§ **Задачи и задания**
1. Пожалуйста, ответьте по тексту о семье Шенкеров:
(а) В каком году в Рыбинске поселился первый еврей, получивший право на занятие ремеслом?
(б) Какое место Хаим Шенкер получил в конторе пароходства?
(в) Какой профессией Хаим Шенкер обязался заниматься?
2. Допишите текст о семье Шенкеров, начав сразу после его последнего предложения.

§ **Фрагмент текста**
◆ ◆ ◆ ◆ ◆

Как одна еврейская семья распалась

НА РОССИЯН И АМЕРИКАНЦЕВ.

1892 год. Семья Хаима Шенкера в последний раз собралась за обеденным столом. 17 лет жизни в Рыбинске не принесли ей покой и достатка. Хотя этот край в то время был не самым худшим вариантом для многодетного еврейского семейства, бежавшего из черты еврейской оседлости от голода, унижения и погромов, но многие члены семьи решили эмигрировать из страны.

Рыбинск на всем протяжении еврейской миграции скорее был индифирентен и безучастен к евреям, чем благорасположен к ним. И вовсе не по причине заскорузлости своего мышления, а в силу привычки.

К иностранцам (а евреи для русских царей всегда оставались иностранцами по сути) рыбинцы начали привыкать в начале XIX века. Тогда в городе впервые услышали о польских пленных, захваченных Суворовым в ходе подавления в 1794-м году восстания Тадеуша Костюшко.

В 1822 году в городе поселился 1-й еврей, получивший право на занятие ремеслом - витебский мещанин, портной Александр Осипов Гинзбург. В 1813 году через Рыбинск гнали пленных французов с юго-запад на север под конвоем конных калмыков, в 1814-м через близлежащие земли уже на запад гнали освобожденных из плена французов, итальянцев, партиями по 200-300 человек, в том числе и женщин.

И рыбинцам по большому счету было все равно, кто вкладывает свой талант, силы, средства в развитие города - евреи, турецкоподданные, бельгийцы или китайцы - лишь бы жить не мешали.

С другой стороны, даже в 1916 году, в разгар войны, в Рыбинске люди жили сытно, в довольстве. "Страной хлеба и здоровья" назвал Рыбинск автор "Мелкого беса" Федор Соллогуб. "В Рыбинске на улицах пахнет хлебом, так его много" - писал в то время полуголодный петербуржец.

Благодаря покровительству самого состоятельного рыбинского еврея, банкира и управляющего цепным пароходством Ильи Авербаха, пригревшего в своем пароходстве не одного страждущего единоверца, Хаим Шенкер, отец знаменитых братьев, устроился на весьма доходное место - приказчика в конторе пароходства.

Решение покинуть Россию было не случайным. Старшему Шенкеру грозила высылка в черту оседлости, как раз по той самой причине - он нарушил обязательство - заниматься ранее заявленной профессией перчаточника. Страшный грех по тем временам!

◆ ◆ ◆ ◆ ◆

§ **Исходный материал**
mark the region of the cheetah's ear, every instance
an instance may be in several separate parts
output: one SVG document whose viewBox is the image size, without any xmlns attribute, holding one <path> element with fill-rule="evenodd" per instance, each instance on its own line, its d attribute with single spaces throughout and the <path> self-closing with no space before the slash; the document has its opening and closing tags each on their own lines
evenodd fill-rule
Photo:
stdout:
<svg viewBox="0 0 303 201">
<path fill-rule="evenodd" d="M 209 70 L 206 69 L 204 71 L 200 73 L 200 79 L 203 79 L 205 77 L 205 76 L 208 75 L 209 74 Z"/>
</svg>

◆ ◆ ◆ ◆ ◆

§ **Ответы по заданиям**
1.
(а) В 1822 году.
(б) Место приказчика.
(в) Профессией перчаточника.

2.
"А чтобы жизнь медом не казалась" - так думали о евреях полицейские начальники. Не местные, не рыбинские, эти были побезобиднее, подобрее и попроще, а губернские чины, да чины столичные - недреманное око государево, которые боролись с "еврейским засильем" и евреями, не щадя их живота.

И потом, за 51-летним Шенкером числился еще один грех - "совершил обряд обрезания" над внуком Самуилом, что по тем временам было недопустимо и каралось высылкой в черту оседлости - "а не раввин ведь!".

Судя по документам архива, могилевский мещанин Шкловского общества Хаим Шмуилович Шейнкер, поселился в Рыбинске в 1875 году. В это время он проживал с семьей на Ивановской улице, в доме Киселева. А в 1879 году он уже прописан согласно списку евреев мужского пола за тот же год, по адресу: ул. Мологская, дом Гарина / сегодня - это ул. Чкалова/.

В 1875 году старший Шейнкер, которому исполнилось 34 года, числится по ремесленному цеху как перчаточник, что для еврея, проживающего вне черты оседлости с временной пропиской, имеет нешуточное значение.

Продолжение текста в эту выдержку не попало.